"Feel Good Time" is a song by American singer Pink featuring William Orbit. It was released on May 27, 2003, as the lead single from the soundtrack of the 2003 film Charlie's Angels: Full Throttle. It was later included on the international edition of her third studio album Try This. The single peaked at number 60 on the U.S. Billboard Hot 100 and number three on the UK Singles Chart, and has been certified gold by the Australian Recording Industry Association.

The song was originally written by and recorded by Beck and William Orbit with the intention of being a Beck track, but after Pink wanted to cover the song, Beck gave the song to her. Beck's vocals and a guitar were removed and replaced with Pink's vocals. Beck's original was later posted on Orbit's website. "Feel Good Time" uses audio samples from "Fresh-Garbage" by Spirit.

"Feel Good Time" was nominated for the 2004 Grammy Award for Best Pop Collaboration with Vocals. Nancy and the Boys covered the song on the 2003 happy hardcore compilation album Speed SFX.

Critical response
Stylus Magazine wrote a favorable review: "And then, there's the brilliance of 'Feel Good Time' – depending on whom you believe, either stolen from or written for by Beck – ostensibly/unofficially the first single from Try This. This 'association' with Beck serves as something of a touchstone for the album; forget for a moment the white-male-pain and subdued arrangements of Mutations and Sea Change and remember instead the schizoid pastiche spectaculars of Midnite Vultures. What the album occasionally lacks in coherence or narrative it more than makes up for in moments of pop brilliance, the kind of eccentric pop magic that's not been seen since the glory days of Cyndi Lauper (I'm sure it's no accident that P!nk looks alarmingly like The Unusual One in the liner photos)".

_____

Task 1 —
Reproduce the "Feel Good Time" article verbatim from "The song was" up to and including "album Speed SFX.".
Task 2 —
Pick up the article on the song "Feel Good Time" after its final sentence and keep writing it.
The items below have no connection to the song article above.

_____

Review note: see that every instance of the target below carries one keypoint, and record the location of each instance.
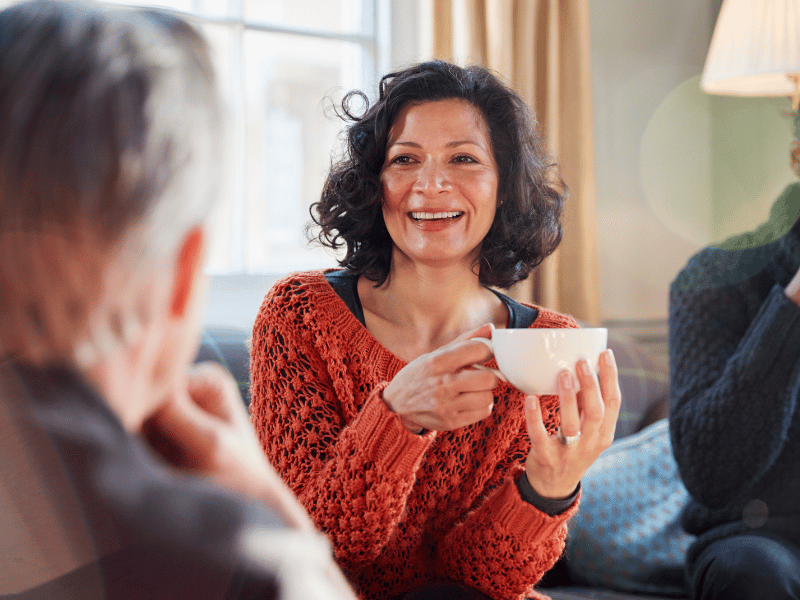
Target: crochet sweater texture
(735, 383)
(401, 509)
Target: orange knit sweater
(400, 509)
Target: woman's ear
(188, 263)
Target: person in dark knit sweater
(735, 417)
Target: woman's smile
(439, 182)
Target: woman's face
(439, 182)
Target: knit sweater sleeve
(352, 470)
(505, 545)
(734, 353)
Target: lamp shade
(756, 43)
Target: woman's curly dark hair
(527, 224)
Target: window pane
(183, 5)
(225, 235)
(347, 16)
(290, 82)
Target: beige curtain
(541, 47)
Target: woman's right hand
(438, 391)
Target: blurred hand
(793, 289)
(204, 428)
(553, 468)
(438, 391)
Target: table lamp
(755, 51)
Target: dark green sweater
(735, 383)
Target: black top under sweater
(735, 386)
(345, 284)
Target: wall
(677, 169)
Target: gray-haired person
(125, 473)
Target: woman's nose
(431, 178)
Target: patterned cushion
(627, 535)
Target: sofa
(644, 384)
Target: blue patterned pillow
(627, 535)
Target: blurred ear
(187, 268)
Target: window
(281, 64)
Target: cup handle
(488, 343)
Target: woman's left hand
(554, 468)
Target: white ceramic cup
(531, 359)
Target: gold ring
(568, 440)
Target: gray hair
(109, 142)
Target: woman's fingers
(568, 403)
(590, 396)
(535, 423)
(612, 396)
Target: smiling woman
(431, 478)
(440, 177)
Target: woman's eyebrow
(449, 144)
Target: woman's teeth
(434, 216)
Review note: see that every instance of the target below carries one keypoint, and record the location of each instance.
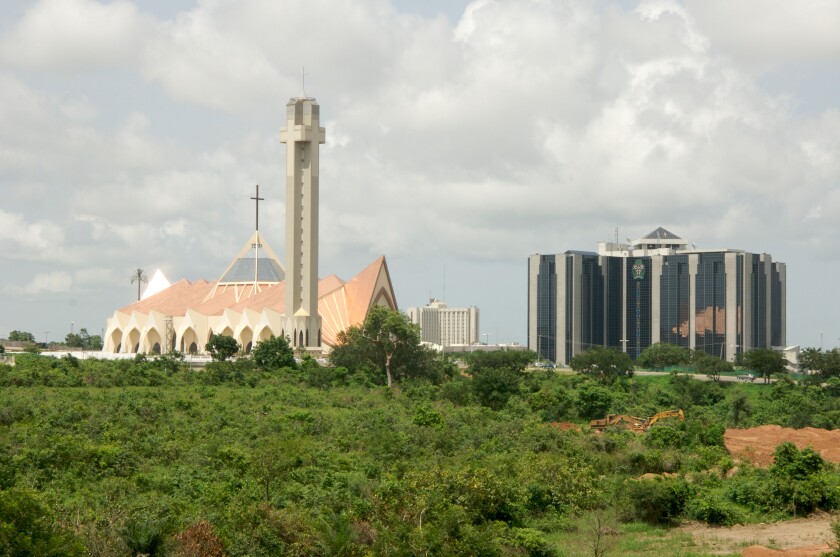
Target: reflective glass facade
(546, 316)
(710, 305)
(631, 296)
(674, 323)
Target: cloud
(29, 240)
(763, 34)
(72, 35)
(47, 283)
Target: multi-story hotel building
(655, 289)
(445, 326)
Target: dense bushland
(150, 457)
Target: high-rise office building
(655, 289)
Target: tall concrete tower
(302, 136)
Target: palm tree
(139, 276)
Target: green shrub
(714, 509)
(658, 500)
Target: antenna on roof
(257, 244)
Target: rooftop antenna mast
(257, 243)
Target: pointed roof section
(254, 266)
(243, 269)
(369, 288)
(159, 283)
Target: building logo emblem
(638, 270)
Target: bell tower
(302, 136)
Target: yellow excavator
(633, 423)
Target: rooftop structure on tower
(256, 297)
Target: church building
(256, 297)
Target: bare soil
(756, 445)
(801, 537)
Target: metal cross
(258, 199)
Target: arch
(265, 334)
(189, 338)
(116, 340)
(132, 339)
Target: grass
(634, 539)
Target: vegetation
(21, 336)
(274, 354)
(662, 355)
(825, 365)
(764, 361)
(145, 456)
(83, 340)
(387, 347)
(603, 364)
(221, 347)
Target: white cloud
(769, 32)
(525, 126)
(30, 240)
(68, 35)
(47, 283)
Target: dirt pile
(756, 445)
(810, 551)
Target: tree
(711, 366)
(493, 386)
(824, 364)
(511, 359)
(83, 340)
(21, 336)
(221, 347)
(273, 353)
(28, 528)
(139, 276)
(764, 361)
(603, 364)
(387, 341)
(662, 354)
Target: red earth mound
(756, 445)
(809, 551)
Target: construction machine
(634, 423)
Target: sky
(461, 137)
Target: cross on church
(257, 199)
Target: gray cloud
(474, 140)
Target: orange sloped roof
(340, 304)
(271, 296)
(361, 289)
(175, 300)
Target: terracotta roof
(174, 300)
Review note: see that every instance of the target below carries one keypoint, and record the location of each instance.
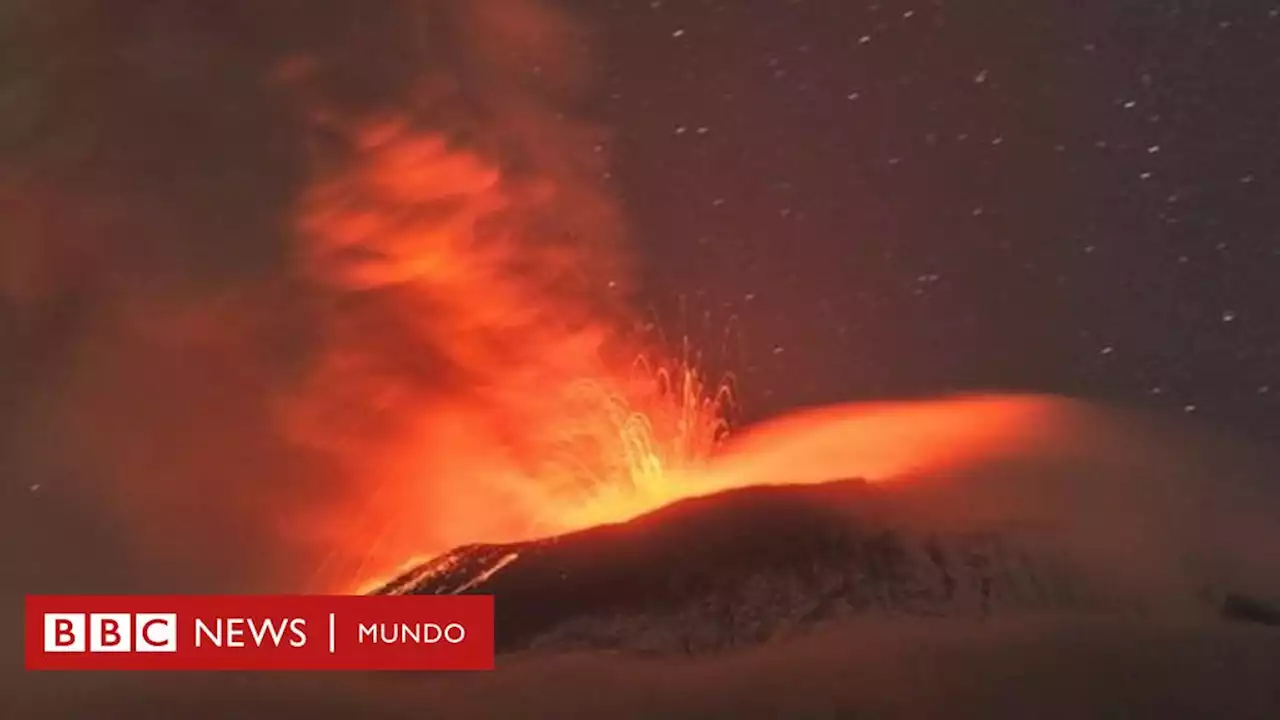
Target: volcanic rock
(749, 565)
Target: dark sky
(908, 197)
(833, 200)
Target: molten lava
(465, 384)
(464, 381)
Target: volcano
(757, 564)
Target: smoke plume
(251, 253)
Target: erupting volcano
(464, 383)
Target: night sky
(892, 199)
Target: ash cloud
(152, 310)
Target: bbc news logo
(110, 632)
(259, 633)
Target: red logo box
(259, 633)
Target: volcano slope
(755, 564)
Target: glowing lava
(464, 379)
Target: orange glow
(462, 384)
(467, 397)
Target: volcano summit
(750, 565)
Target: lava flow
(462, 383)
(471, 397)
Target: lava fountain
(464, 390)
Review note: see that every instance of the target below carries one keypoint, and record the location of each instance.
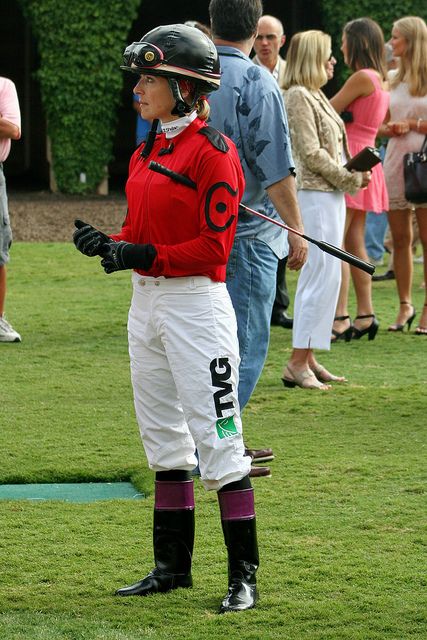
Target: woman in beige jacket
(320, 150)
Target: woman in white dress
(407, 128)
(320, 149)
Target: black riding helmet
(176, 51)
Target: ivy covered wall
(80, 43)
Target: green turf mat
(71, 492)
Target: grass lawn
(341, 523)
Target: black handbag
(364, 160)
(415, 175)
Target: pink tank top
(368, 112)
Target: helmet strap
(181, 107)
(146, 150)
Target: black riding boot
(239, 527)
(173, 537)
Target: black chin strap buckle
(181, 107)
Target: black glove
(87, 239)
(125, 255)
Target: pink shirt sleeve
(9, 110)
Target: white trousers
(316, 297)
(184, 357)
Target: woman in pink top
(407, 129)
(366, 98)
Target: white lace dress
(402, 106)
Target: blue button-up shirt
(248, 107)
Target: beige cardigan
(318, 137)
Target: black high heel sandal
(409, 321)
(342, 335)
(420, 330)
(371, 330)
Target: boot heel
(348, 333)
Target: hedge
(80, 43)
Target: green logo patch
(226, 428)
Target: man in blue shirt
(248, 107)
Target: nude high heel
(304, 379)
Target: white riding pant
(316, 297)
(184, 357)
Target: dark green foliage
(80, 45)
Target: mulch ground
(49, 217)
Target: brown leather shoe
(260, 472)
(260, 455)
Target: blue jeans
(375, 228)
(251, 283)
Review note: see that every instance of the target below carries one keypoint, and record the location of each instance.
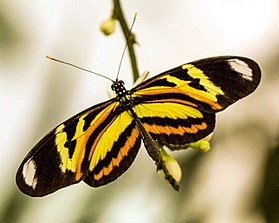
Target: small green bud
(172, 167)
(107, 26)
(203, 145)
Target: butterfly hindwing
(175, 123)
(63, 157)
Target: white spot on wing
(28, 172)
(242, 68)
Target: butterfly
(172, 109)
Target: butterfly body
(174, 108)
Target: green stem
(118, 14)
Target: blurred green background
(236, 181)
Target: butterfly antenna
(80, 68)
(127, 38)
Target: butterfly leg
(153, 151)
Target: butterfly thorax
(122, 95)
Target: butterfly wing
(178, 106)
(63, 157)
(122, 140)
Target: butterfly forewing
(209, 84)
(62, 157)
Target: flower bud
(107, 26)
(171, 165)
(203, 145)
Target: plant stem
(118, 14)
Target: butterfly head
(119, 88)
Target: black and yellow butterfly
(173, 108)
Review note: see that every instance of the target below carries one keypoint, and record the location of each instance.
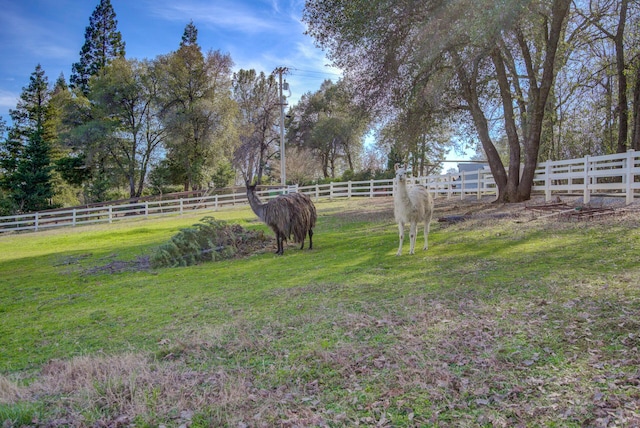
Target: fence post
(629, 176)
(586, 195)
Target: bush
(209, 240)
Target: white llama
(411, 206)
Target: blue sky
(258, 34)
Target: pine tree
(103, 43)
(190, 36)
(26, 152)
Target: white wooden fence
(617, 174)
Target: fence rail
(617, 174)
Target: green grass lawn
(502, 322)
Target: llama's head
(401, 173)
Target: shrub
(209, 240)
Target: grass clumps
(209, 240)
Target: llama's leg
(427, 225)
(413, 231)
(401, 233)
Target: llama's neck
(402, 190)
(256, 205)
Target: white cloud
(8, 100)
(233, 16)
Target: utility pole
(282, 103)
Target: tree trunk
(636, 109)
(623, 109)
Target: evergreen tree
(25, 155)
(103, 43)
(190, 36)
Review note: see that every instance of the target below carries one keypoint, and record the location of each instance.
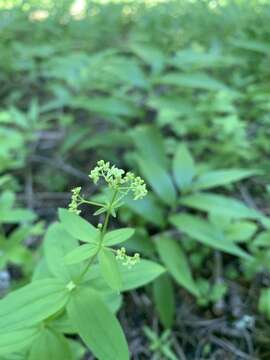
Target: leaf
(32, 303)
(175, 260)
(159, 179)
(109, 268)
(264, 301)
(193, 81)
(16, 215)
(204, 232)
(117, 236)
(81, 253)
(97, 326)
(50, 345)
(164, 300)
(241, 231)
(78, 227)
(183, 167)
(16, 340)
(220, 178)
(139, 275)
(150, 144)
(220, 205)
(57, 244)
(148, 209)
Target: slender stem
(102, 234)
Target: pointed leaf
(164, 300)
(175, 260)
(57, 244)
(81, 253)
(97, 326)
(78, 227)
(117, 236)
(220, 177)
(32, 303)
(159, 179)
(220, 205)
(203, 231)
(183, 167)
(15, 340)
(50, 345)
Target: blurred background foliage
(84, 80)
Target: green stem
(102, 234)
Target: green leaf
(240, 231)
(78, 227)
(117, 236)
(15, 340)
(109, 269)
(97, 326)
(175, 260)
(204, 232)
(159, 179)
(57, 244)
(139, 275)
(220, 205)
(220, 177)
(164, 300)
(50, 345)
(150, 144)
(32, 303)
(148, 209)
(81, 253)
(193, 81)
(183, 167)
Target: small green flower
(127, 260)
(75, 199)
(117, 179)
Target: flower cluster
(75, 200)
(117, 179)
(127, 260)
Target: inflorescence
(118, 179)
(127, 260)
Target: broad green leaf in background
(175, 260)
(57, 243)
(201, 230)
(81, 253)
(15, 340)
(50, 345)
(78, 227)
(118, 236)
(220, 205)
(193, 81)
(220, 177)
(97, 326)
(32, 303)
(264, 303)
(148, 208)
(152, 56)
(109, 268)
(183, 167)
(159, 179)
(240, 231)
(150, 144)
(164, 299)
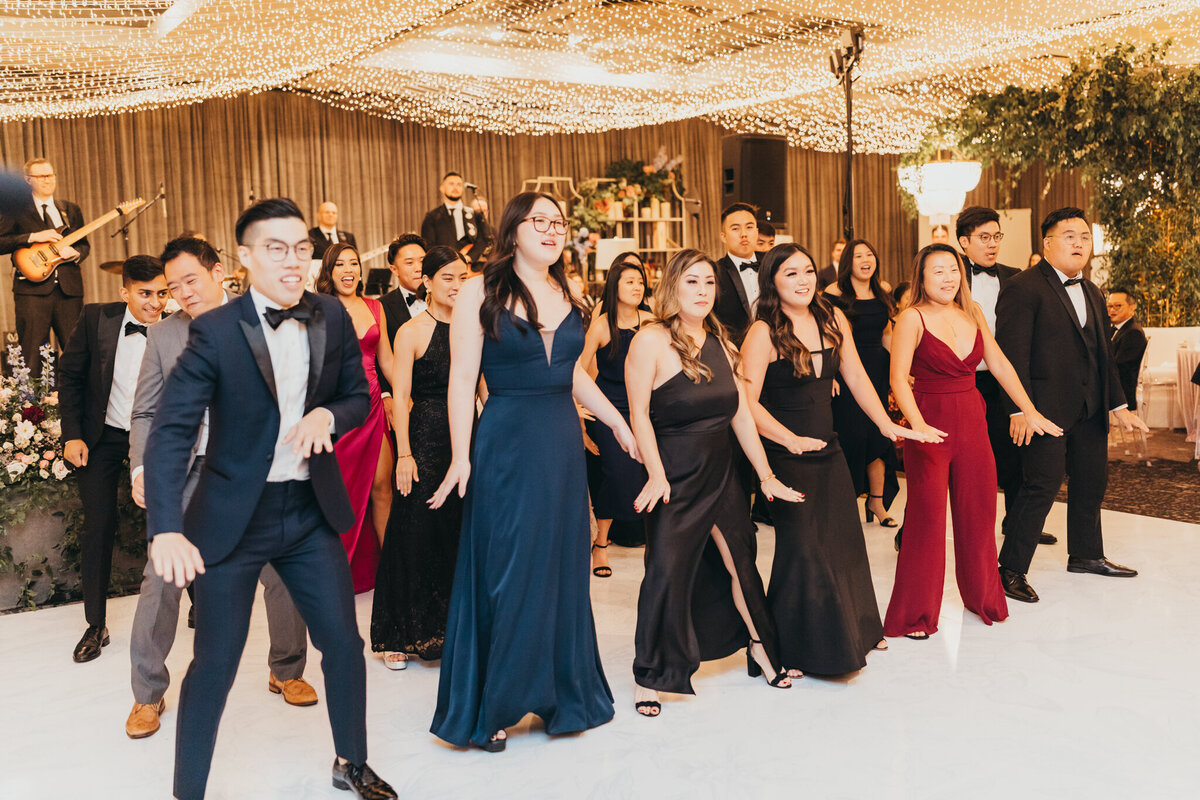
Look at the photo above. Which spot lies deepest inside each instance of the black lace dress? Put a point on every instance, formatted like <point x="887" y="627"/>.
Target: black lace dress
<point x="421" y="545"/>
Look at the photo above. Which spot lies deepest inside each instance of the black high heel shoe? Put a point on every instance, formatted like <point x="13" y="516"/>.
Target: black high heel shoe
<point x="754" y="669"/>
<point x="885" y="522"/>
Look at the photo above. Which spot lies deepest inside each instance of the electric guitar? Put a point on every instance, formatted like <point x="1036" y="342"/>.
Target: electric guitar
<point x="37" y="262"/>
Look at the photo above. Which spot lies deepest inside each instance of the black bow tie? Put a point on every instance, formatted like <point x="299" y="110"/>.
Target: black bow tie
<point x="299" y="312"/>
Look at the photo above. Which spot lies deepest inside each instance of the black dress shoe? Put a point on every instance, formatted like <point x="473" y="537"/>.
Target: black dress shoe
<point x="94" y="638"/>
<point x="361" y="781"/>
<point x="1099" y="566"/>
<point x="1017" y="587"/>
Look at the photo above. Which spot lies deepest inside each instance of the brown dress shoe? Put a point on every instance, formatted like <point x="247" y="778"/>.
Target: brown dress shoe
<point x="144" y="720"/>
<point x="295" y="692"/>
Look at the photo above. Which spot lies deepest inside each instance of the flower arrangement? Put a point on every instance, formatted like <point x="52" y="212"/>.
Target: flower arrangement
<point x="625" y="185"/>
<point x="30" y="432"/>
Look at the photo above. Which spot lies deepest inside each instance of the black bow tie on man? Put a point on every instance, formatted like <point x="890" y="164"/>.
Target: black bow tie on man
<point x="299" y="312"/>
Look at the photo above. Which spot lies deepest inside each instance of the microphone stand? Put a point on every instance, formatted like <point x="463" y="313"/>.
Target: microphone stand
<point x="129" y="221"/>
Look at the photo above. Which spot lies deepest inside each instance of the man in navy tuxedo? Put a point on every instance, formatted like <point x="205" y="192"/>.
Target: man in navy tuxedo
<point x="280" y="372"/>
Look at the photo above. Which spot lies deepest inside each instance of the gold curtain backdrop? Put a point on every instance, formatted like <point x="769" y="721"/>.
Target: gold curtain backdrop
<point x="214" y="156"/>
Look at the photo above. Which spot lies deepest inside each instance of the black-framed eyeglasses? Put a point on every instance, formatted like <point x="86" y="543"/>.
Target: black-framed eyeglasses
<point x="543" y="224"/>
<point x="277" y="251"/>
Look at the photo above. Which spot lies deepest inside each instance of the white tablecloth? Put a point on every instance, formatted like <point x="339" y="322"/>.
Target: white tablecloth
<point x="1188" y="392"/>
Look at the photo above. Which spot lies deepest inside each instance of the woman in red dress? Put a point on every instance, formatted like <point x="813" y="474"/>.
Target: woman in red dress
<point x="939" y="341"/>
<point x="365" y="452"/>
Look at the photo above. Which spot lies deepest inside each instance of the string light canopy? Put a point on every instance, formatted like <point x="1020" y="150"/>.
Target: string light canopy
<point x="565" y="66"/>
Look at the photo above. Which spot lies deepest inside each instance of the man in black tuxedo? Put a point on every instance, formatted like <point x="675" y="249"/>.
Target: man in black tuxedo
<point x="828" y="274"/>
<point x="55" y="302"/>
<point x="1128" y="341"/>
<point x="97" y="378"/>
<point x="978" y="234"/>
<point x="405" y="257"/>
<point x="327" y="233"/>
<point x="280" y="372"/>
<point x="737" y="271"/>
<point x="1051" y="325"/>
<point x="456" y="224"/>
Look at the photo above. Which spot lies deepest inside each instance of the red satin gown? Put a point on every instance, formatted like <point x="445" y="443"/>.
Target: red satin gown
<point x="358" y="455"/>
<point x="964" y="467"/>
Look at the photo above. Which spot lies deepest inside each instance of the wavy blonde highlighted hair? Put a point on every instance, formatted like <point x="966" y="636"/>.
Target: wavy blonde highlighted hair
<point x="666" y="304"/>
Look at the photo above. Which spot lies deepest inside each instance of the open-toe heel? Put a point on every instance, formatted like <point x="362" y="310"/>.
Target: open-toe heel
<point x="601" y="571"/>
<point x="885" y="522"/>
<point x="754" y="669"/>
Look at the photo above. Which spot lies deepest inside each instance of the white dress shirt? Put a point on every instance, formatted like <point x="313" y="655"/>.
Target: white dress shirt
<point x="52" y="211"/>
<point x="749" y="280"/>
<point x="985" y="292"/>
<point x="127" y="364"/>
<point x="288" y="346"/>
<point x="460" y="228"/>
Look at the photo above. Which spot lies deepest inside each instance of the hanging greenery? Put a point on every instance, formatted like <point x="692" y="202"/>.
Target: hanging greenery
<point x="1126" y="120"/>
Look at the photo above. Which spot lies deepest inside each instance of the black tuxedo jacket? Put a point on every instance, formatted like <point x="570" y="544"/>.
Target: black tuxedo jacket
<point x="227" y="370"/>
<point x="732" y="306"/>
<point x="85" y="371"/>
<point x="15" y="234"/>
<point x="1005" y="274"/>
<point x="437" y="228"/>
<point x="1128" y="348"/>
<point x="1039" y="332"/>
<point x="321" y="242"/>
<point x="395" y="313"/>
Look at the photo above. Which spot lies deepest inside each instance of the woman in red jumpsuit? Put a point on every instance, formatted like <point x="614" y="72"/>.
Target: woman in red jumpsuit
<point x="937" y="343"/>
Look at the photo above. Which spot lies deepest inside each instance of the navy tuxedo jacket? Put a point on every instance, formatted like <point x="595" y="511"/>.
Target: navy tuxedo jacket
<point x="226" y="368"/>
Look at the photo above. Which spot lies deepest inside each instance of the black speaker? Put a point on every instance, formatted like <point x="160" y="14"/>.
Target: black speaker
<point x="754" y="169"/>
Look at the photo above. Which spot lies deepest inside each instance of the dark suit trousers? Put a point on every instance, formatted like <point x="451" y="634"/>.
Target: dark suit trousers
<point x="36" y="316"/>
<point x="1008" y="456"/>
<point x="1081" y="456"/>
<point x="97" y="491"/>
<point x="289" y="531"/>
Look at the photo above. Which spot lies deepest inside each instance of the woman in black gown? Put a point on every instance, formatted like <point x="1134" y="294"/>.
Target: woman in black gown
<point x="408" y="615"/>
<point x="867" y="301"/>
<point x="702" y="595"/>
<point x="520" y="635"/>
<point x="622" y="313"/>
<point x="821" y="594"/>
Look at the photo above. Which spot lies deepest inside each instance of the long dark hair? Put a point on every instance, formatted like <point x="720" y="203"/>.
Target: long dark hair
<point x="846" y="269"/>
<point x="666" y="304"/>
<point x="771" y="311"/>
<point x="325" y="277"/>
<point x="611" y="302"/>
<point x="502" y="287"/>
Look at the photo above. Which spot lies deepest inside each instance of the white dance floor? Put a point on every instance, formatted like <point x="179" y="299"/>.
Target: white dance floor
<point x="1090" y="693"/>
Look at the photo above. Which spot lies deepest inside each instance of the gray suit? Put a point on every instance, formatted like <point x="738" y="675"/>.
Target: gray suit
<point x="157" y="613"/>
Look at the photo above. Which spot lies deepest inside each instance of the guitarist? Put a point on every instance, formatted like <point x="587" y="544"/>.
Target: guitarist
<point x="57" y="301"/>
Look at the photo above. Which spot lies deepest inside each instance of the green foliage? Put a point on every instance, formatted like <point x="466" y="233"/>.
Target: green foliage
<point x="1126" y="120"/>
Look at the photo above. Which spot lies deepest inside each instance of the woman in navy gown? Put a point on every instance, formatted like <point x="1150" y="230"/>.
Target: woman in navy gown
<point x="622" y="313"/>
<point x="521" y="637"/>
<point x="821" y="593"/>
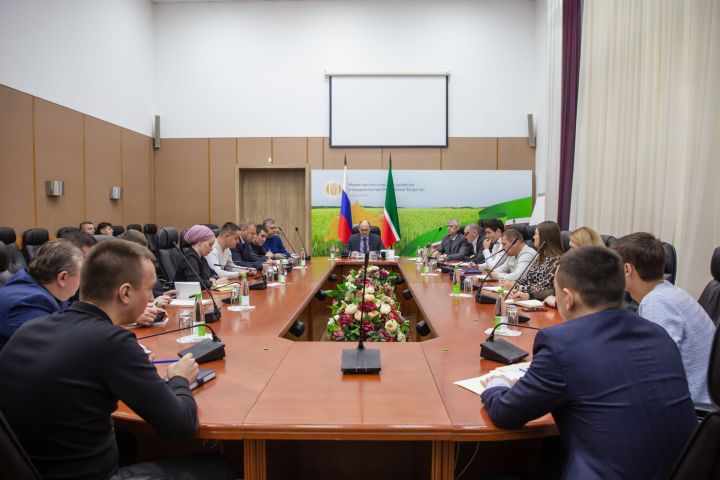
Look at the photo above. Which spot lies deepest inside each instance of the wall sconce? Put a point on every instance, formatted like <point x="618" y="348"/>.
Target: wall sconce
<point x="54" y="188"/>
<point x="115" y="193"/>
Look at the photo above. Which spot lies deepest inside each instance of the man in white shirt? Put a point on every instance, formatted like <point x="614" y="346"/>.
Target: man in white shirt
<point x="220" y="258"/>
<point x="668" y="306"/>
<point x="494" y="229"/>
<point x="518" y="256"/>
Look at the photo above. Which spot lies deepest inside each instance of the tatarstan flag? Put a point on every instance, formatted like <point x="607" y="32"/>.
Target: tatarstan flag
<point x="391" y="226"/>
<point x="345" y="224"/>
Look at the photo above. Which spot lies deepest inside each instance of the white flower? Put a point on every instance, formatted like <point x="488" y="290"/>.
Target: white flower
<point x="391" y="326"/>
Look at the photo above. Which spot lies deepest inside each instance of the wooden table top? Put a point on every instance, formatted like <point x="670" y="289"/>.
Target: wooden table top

_____

Answer 1 —
The song was originally written by and recorded by Beck and William Orbit with the intention of being a Beck track, but after Pink wanted to cover the song, Beck gave the song to her. Beck's vocals and a guitar were removed and replaced with Pink's vocals. Beck's original was later posted on Orbit's website. "Feel Good Time" uses audio samples from "Fresh-Garbage" by Spirit.

"Feel Good Time" was nominated for the 2004 Grammy Award for Best Pop Collaboration with Vocals. Nancy and the Boys covered the song on the 2003 happy hardcore compilation album Speed SFX.

Answer 2 —
Track listings

 UK CD single
 "Feel Good Time" (single version) – 3:42
 "Feel Good Time" (D-Bop's Full Throttle mix) – 7:58
 "Feel Good Time" (Boris & Beck's Massive vocal) – 8:05

 UK cassette single
 "Feel Good Time" (single version) – 3:42
 "Feel Good Time" (Boris & Beck's Massive radio edit) – 3:51

 Australian CD single
 "Feel Good Time" (single version) – 3:57
 "Feel Good Time" (Boris & Beck's massive vocal) – 8:05
 "Feel Good Time" (Boris & Beck's Feel Good dub) – 7:40

 European CD single
 "Feel Good Time" (single version) – 3:42
 "Feel Good Time" (D-Bop's Full Throttle mix) – 7:58

 German CD single
 "Feel Good Time" (single version) – 3:42
 "Feel Good Time" (D-Bop's Full Throttle mix) – 7:58
 "Feel Good Time" (Boris & Beck's massive vocal) – 8:05
 "Feel Good Time" (Boris & Beck's Feel Good dub) – 7:40

Charts

Weekly charts

Year-end charts

Certifications

Release history

References

2003 songs
2003 singles
Pink (singer) songs
William Orbit songs
Music videos directed by Dave Meyers (director)
Songs written for films
Songs written by Beck
Songs written by William Orbit
Song recordings produced by William Orbit
Columbia Records singles
Charlie's Angels (franchise)
Dance-punk songs
Psychedelic rock songs
Songs written by Jay Ferguson (American musician)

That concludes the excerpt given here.